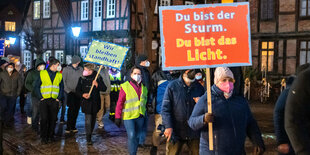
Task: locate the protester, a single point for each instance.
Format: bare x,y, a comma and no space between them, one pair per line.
10,88
284,145
50,89
132,105
104,96
115,78
31,79
297,110
90,103
232,118
177,107
71,75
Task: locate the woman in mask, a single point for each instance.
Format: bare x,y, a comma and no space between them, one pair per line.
131,106
231,117
90,103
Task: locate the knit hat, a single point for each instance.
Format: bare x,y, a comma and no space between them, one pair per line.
222,72
76,59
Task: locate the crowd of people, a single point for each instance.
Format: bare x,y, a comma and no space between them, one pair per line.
177,98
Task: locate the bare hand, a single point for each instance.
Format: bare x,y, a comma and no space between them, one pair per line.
168,133
95,83
284,148
86,96
196,99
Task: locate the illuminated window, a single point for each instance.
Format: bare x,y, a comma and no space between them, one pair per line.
36,10
10,26
110,8
267,56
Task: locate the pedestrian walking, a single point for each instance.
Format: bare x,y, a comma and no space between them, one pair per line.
71,75
50,89
90,103
31,78
131,106
10,88
232,118
177,106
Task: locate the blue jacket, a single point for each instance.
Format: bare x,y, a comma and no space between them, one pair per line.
177,107
233,121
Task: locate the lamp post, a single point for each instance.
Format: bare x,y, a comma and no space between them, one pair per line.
76,32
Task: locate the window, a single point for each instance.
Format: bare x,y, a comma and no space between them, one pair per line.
60,56
267,10
83,51
98,8
46,8
36,10
304,53
110,8
46,55
84,10
165,2
267,56
27,59
10,26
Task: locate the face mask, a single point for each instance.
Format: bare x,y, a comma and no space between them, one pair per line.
147,64
10,69
59,68
198,77
85,73
137,78
42,67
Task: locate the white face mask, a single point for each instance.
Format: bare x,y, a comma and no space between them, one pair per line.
147,64
137,78
59,68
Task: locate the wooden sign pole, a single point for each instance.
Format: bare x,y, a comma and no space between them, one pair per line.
92,86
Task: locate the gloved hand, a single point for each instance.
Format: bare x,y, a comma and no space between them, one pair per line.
258,150
118,122
209,117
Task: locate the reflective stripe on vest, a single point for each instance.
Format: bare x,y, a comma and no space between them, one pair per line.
49,89
133,107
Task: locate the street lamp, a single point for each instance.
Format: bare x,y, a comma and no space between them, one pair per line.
76,32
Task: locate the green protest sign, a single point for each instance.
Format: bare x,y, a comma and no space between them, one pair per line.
105,53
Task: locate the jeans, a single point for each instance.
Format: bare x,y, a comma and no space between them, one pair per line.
8,104
28,105
48,110
35,112
90,120
74,103
134,128
144,129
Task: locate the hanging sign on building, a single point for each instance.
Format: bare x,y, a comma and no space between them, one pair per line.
107,54
204,36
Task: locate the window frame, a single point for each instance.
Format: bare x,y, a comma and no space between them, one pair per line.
36,10
84,10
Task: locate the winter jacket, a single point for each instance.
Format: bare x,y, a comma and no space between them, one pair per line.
71,77
233,121
91,105
106,80
10,85
38,83
177,107
297,114
32,76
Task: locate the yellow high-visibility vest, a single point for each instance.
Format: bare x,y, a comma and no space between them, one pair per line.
49,89
133,107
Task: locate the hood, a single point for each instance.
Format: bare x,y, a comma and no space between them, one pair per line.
39,62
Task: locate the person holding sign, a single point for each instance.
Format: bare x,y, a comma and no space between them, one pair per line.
177,106
231,117
90,103
132,105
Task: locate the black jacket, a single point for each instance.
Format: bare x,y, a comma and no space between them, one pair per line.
297,114
91,105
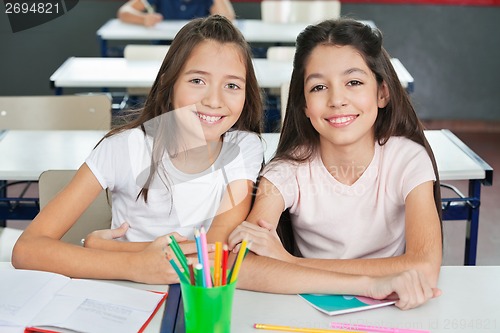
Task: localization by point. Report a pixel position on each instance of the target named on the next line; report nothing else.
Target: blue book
(338, 304)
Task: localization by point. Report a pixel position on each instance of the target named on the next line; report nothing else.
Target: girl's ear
(383, 95)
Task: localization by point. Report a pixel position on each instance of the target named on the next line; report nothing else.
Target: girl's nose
(212, 98)
(337, 97)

**Given request**
Could you update all the records by replacing "one pair per line" with "one pair on each line" wherever it occurs, changing nothing else and leaving out the pictures?

**The response**
Task: locate the protester, a single point for each instance.
Format: bare x,y, a comma and no space between them, one pair on each line.
10,88
284,145
50,89
132,105
104,96
115,78
31,79
297,110
90,103
232,118
177,107
71,75
Task: locate the woman in mask, a single point for each instance.
Format: bare x,y, a comma and no space between them, one pair on each line.
131,106
231,117
90,103
Task: locate the knit hat, a single point for each instance.
Format: bare x,y, a comma and no space between them, one pair on each line.
222,72
76,59
Task: locate the crowd of people, a single point for each instance.
Format: bare x,y, a comma and no space between them, one pair on each line.
177,98
Task: locate the bare hand, a single point for each instance.
Format: bare x,y, a comma and no space between them, one pair on each line.
168,133
95,83
284,148
86,96
196,99
Task: locate the illuminated window, a single point for each instance.
Format: bare x,y, a comma and no space between them, one pair on each line.
36,10
10,26
110,8
267,56
Task: locate the pedestrian walking, a single point for each instance.
Format: bare x,y, a comma and no space between them, one pair on each line.
71,75
50,89
90,103
31,78
131,106
10,88
232,118
177,106
Task: locate the blue jacket, a single point for each instance.
Format: bare x,y, a comma and no space between them, one pair on each line.
177,107
233,121
Task: locate the lamp post, a single point for each instance.
Format: bare x,y, a comma and no space between them, one pair on each line.
76,32
Task: locate the window, a single point for each instance.
Format: bare x,y, a comma and no space between them, one pair on each line.
60,56
267,10
83,51
98,8
46,8
36,10
304,53
110,8
46,55
84,10
165,2
267,56
27,59
10,26
Task: locate the face mask, a single point for each instance.
Format: bare x,y, a comma and no space between them, one pair on each line.
147,64
10,69
59,68
198,77
85,73
137,78
42,67
Task: locate the white face mask, a single point for each instance.
Format: bare x,y, a comma and no space between them, one pair on each line.
147,64
137,78
59,68
Task: locate the wooden sign pole, a single point for each instance.
Format: bare x,y, a comma and no space between them, one pair on each line.
92,86
Task: locate the gloved hand, a single point for each instance.
Format: bare x,y, a comma and no space between them, one pair on each line.
258,150
118,122
209,117
Task: locate the reflective stripe on vest, a single point for each instance.
Format: bare x,y, a comma and no space between them, one pair on each line.
49,89
133,107
Task: locate the street lamp, a single point for each instance.
Format: bare x,y, a comma and no space between them, one pair on each line.
76,32
Task: locate the green protest sign, a single point for each instance.
Format: bare x,y, a comma and no space between them, one pair on each line.
105,53
Task: locate the jeans, a single point for each instance.
Format: bare x,y, a comma and no space between them, one pair on each line.
8,104
28,105
48,110
35,112
90,120
74,103
134,128
144,129
Task: locate the hanging sign on building, a single point for each instance.
Format: bare x,y, a comma and no space between them, one pair on each line.
107,54
204,36
Task: locate the window frame, a single point for each instance.
Format: bare x,y, a comma and no space between them, one pair on each line.
36,10
84,10
Task: locate the winter jacket, a single point for each instance.
Format: bare x,y, a comma and no space between them, one pair on each line.
71,77
233,121
91,105
106,80
10,85
38,83
177,107
297,114
32,76
Task: locate the yellow high-visibility vest, a single point for each instance.
Format: bare x,y, a comma and no space between them, one pair on each line.
49,89
133,107
Task: locate the hood, a single point for each instance.
Format: bare x,y, a comma and no space between them, one pair on each line.
39,62
Task: locate the person holding sign, a single point for each instance.
Format: bare x,y, a comma and no space between them, one pair on each line.
177,106
231,117
90,103
132,105
Task: locate the black jacket, a single point for each instance.
Format: bare x,y, a comma and no space between them, one pair on each line.
297,114
91,105
Task: localization by point. Report a pixel position on each instance of the target named on the next line; report nothing else.
Target: blue book
(338, 304)
Task: localization by point. Report a pixel position on each instance of the target named on the next line; report nothing else.
Target: girl's ear
(383, 95)
Task: localization by point. Report a pixel position on each instance of the target named on the next line; report nothing else.
Target: girl's nose
(212, 98)
(337, 97)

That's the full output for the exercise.